Rail passengers face a double whammy of fare hikes if the one-day Travelcard is withdrawn, campaigners warned on Thursday.
More than 20 organisations and local authorities have joined the campaign to save the day Travelcard, which offers unlimited journeys on the Tube and buses. They are being axed by the mayor in a bid to generate £40m a year of additional income for Transport for London.
From January, travellers will have to buy a national rail ticket and then use Contactless or Oyster cards to travel on public transport within the capital.
Campaigners said the day Travelcard provided a “vital link to the capital” for individual passengers and families, sheltered them from the highest fares and allowed “integrated” travel – making it easy to switch between train, Tube and bus - on a single ticket.
They said half of the 14.2m Travelcards issued each year were to children, young people, families, disabled passengers and pensioners.
A letter to the mayor, organised by the Campaign for Better Transport, has been signed by Surrey County Council, Luton, Medway, Slough, Watford and Wokingham councils, London TravelWatch, the Federation of Small Businesses and the Night Time Industries Association.

=== Information shown ===
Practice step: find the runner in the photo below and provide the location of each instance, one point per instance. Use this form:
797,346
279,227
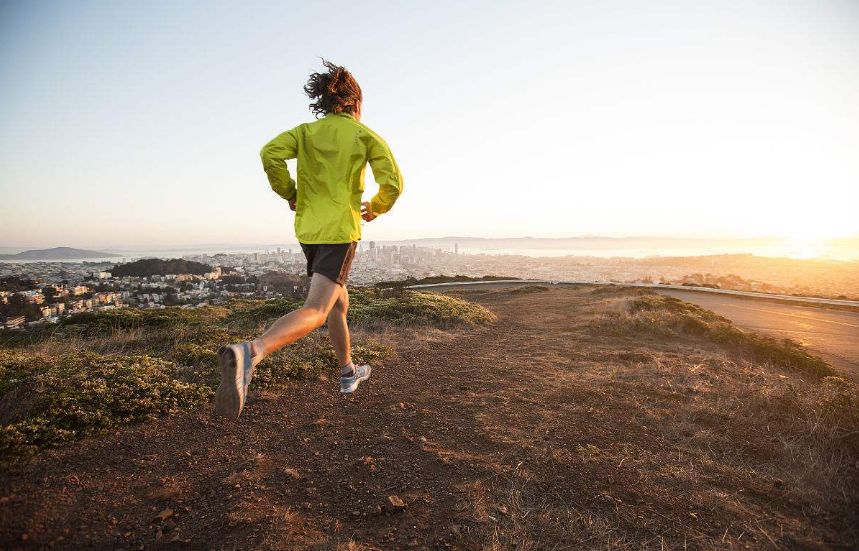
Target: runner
332,154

=== Study questions ===
[1] Answer these questions from the passage on the day Travelcard, one line each.
(a) How much additional income a year is the withdrawal meant to generate for Transport for London?
(b) How many Travelcards are issued each year?
(c) Which group organized the letter to the mayor?
[2] In the passage on the day Travelcard, swap "capital" for "city" in the part between "From January, travellers" and "a single ticket.", inclusive, and write out that part.
[3] Decide whether each statement agrees with the passage on the day Travelcard. Answer yes or no, and quote the words that decide it.
(a) The changes for travelers begin in March.
(b) Fewer than 10 organizations and local authorities have joined the campaign.
(c) The day Travelcard offers unlimited journeys on the Tube and buses.

=== Solutions for each task ===
[1]
(a) £40m a year.
(b) 14.2m.
(c) The Campaign for Better Transport.

[2]
From January, travellers will have to buy a national rail ticket and then use Contactless or Oyster cards to travel on public transport within the city.
Campaigners said the day Travelcard provided a “vital link to the city” for individual passengers and families, sheltered them from the highest fares and allowed “integrated” travel – making it easy to switch between train, Tube and bus - on a single ticket.

[3]
(a) No: "From January, travellers will have to buy a national rail ticket"
(b) No: "More than 20 organisations and local authorities have joined the campaign"
(c) Yes: "which offers unlimited journeys on the Tube and buses"